*** PROVIDED TEXT Section Begins ***
3-Year-Old Ebola Survivor Who Lost His Mother 'Proposes' to the Nurse Who Cared for Him

"The chance of survival was very low for him."

Isata Kallon, a nurse in Sierra Leone, didn't think one of her young charges suffering from Ebola with the rest of his family was going to make it. Then when he defied the odds and survived the deadly disease raging through several countries in West Africa, he surprised her again.

Ibrahim, the 3-year-old boy who lost his mother but beat Ebola virus disease with his two older brothers, popped the question, according to NPR.

"He said he wants me to be his wife," Kallon said, laughing, according to the radio outlet. "I accepted!"

In this photo taken on Tuesday, Aug. 12, 2014, a healthcare worker, left,  helps a collegue as she prepares his Ebola personal protective equipment before entering the Ebola isolation ward at Kenema Government Hospital, in Kenema, the Eastern Province around 300km, (186 miles),  from the capital city of Freetown in  Sierra Leone.  Over the decades, Ebola cases have been confirmed in 10 African countries, including Congo where the disease was first reported in 1976. But until this year, Ebola had never come to West Africa.  (AP/Michael Duff) In this photo taken on Tuesday, Aug. 12, 2014, a health care worker, left, helps a colleague as she prepares his Ebola personal protective equipment before entering the Ebola isolation ward at Kenema Government Hospital, in Kenema, the Eastern Province around 300km, (186 miles), from the capital city of Freetown in Sierra Leone.  (AP/Michael Duff)
*** PROVIDED TEXT Section Ends ***
TASKS TO CARRY OUT:
- A) Answer these questions using the article about the young Ebola survivor:
(i) In which country does Isata Kallon work as a nurse?
(ii) Besides Ibrahim, which family members survived Ebola?
(iii) In what year was Ebola first reported in Congo?
- B) In one to three sentences, explain why Ibrahim's recovery surprised Isata Kallon, according to the article about the young Ebola survivor.
- C) Write a continuation of the article about the young Ebola survivor, starting after its final sentence.
*** RECORD EXCERPTS Section Begins ***
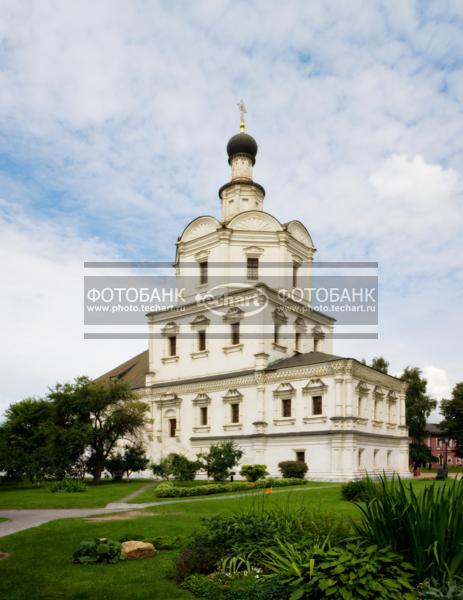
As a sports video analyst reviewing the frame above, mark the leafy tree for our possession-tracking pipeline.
[401,367,437,442]
[105,444,149,481]
[198,441,243,481]
[440,383,463,458]
[371,356,389,373]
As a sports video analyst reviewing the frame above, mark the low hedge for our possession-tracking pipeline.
[154,477,307,498]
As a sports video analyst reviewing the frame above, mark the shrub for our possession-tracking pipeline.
[278,460,308,479]
[264,542,416,600]
[48,479,88,494]
[73,538,124,565]
[354,477,463,583]
[175,507,350,581]
[154,478,307,498]
[240,465,268,481]
[341,479,368,502]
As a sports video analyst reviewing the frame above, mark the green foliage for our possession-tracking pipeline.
[278,460,308,479]
[175,507,350,581]
[182,574,287,600]
[354,477,463,582]
[409,444,437,465]
[240,465,268,481]
[105,444,149,481]
[154,478,307,498]
[400,367,437,442]
[370,356,389,373]
[73,538,124,565]
[440,383,463,458]
[48,479,88,494]
[418,579,463,600]
[198,441,243,481]
[341,479,368,502]
[263,542,416,600]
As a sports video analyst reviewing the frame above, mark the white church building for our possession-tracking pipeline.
[99,121,409,481]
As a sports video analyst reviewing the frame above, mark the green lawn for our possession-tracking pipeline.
[0,480,147,509]
[0,487,357,600]
[130,479,339,504]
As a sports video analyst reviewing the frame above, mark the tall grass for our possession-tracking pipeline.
[353,477,463,582]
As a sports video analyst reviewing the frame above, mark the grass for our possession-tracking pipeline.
[0,487,357,600]
[130,479,340,504]
[0,480,147,509]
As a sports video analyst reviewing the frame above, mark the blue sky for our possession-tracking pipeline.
[0,0,463,418]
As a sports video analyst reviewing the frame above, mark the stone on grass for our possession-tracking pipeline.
[122,540,156,560]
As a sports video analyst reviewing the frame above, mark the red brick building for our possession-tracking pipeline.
[424,423,462,467]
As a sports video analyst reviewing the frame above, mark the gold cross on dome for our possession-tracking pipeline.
[237,100,248,131]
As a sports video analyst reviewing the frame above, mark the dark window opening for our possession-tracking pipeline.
[247,258,259,280]
[169,419,177,437]
[198,331,206,351]
[231,323,240,346]
[199,260,208,284]
[230,404,240,423]
[200,406,207,425]
[312,396,323,415]
[281,398,291,417]
[169,335,177,356]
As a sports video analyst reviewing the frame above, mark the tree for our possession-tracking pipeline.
[198,442,243,481]
[440,383,463,458]
[74,379,148,483]
[105,444,149,481]
[401,367,437,442]
[371,356,389,373]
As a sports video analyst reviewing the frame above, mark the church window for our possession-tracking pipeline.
[231,322,240,346]
[312,396,323,415]
[199,260,208,284]
[247,256,259,281]
[198,330,206,352]
[230,403,240,423]
[296,450,305,462]
[169,419,177,437]
[200,406,207,425]
[281,398,291,417]
[168,335,177,356]
[293,263,299,287]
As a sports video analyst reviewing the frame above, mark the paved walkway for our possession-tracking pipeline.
[0,484,338,537]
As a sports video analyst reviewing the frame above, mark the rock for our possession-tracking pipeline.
[122,540,156,560]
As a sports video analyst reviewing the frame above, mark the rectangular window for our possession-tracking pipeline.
[312,396,323,415]
[281,398,291,417]
[230,404,240,423]
[199,260,208,284]
[169,419,177,437]
[200,406,207,425]
[169,335,177,356]
[293,263,299,287]
[198,331,206,351]
[231,323,240,346]
[247,258,259,280]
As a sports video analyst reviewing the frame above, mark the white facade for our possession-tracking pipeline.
[115,126,409,481]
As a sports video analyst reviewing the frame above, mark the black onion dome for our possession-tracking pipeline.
[227,132,257,164]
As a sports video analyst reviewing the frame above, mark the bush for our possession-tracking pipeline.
[341,479,368,502]
[48,479,88,494]
[154,478,307,498]
[175,507,350,581]
[240,465,268,481]
[354,477,463,583]
[73,538,124,565]
[278,460,308,479]
[263,542,416,600]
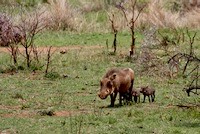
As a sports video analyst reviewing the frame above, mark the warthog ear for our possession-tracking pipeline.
[110,73,117,81]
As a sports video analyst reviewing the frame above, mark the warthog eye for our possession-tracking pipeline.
[106,89,110,93]
[107,81,112,88]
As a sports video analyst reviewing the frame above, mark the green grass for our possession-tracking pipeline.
[35,31,142,47]
[0,31,200,134]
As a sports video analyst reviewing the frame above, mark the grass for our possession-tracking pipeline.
[35,31,142,47]
[0,31,200,134]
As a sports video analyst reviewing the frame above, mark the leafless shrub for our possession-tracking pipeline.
[43,0,83,30]
[117,0,146,57]
[108,13,118,53]
[0,14,23,65]
[80,0,105,13]
[18,9,46,68]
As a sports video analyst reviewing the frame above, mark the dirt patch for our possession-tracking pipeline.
[0,108,89,118]
[54,110,89,117]
[0,45,102,54]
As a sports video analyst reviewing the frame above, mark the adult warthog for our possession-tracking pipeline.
[98,68,134,107]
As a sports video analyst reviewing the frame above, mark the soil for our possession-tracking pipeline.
[0,45,102,54]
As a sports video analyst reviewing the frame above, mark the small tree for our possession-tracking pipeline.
[108,13,118,54]
[19,9,46,68]
[0,14,22,65]
[116,0,146,57]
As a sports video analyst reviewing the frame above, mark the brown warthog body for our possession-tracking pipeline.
[132,89,140,103]
[140,86,155,102]
[98,68,134,107]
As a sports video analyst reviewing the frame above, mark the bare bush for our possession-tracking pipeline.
[18,6,47,68]
[43,0,83,30]
[0,14,23,65]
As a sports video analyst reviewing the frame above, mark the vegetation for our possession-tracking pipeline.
[0,0,200,134]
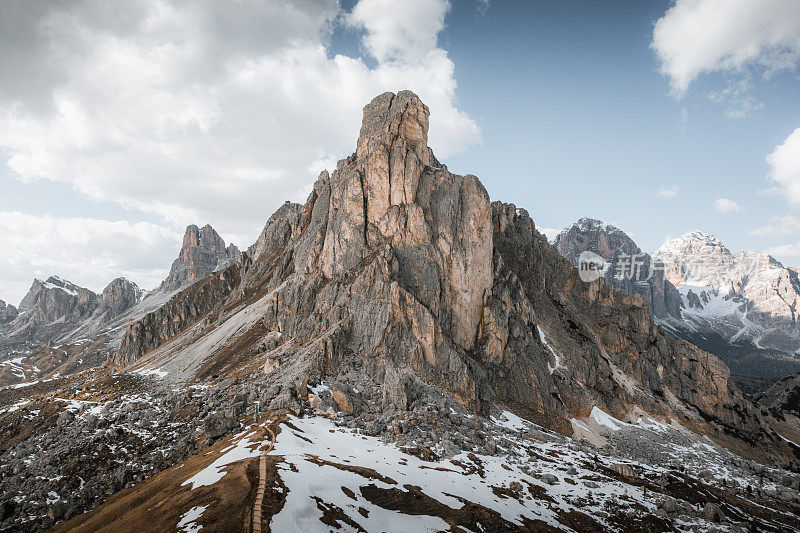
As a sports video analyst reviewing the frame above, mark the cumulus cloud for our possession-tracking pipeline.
[0,0,479,236]
[0,211,182,305]
[0,0,480,300]
[748,215,800,237]
[767,128,800,207]
[536,226,561,243]
[714,198,742,213]
[656,185,681,198]
[651,0,800,95]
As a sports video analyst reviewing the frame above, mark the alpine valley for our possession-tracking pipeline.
[0,91,800,532]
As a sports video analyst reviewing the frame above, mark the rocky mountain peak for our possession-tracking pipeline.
[0,300,18,324]
[553,217,681,318]
[161,224,240,290]
[654,230,732,257]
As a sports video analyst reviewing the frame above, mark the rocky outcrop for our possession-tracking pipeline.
[758,374,800,416]
[115,91,788,462]
[655,230,800,354]
[0,300,19,324]
[19,276,98,327]
[161,225,240,291]
[553,218,681,319]
[110,265,239,366]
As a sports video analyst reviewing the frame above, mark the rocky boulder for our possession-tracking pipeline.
[553,218,681,319]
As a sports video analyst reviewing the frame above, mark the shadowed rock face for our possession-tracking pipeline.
[161,225,240,291]
[115,91,784,460]
[19,276,97,325]
[553,218,681,319]
[99,278,144,319]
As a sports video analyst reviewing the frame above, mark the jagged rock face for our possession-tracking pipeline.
[758,374,800,416]
[116,92,770,458]
[19,276,97,325]
[0,300,18,324]
[98,278,144,319]
[161,225,240,290]
[553,218,681,318]
[655,231,800,353]
[487,204,768,440]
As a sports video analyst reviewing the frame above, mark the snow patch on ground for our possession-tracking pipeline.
[178,505,208,533]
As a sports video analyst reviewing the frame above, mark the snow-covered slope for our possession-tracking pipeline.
[654,230,800,353]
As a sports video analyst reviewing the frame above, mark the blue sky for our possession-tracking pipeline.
[0,0,800,303]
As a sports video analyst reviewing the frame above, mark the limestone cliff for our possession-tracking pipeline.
*** RECORD EXCERPTS Section Ends ***
PER-TASK OUTPUTS:
- A)
(i) Sierra Leone
(ii) His two older brothers
(iii) 1976

- B) Kallon did not expect Ibrahim to survive because, as she put it, "The chance of survival was very low for him." He was one of her young charges who had Ebola along with the rest of his family, so his survival defied the odds.

- C)
Though Ibrahim now visits the nurses station in Kenema Hospital in good humor, blowing kisses into the air at Kallon, she told NPR he wasn't always in such good spirits.

"The chance of survival was very low for him," the nurse said of Ibrahim's early days in treatment when he was vomiting frequently.

According to recent statistics, Sierra Leone has likely had more than 3,400 Ebola cases resulting in 1,200 deaths since the outbreak began earlier this year.

Kallon said Ibrahim formed an attachment to her because she was frequently having to transport him to his own bed after finding him with other patients:

"I [mostly found] him lying on the beds of other patients," she said. She wasn't sure if he was lonely or confused, but she had trouble keeping him in his own bed. "So every time, I had to take him, give him a bath and dress him up and put him back [on his own mattress]," she said.

Meanwhile, Ibrahim's mother's health began to worsen. She began vomiting heavily and had severe diarrhea. Then, roughly seven days after the family had first arrived, she passed away. Ibrahim and his brothers were still alive in their beds, just a few feet away.

Ibrahim and his brothers are now among other patients out of the Ebola ward, free of the disease, but waiting to go home in a different area of the hospital. The boys will be brought home to their father soon, according to NPR.

For Kallon, one of the many health workers in the country, struggling to keep up with the influx of patients, she said she will miss little Ibrahim.

Overall, there have been more than 9,100 Ebola cases in West Africa resulting in more than 4,500 deaths, according to the World Health Organization.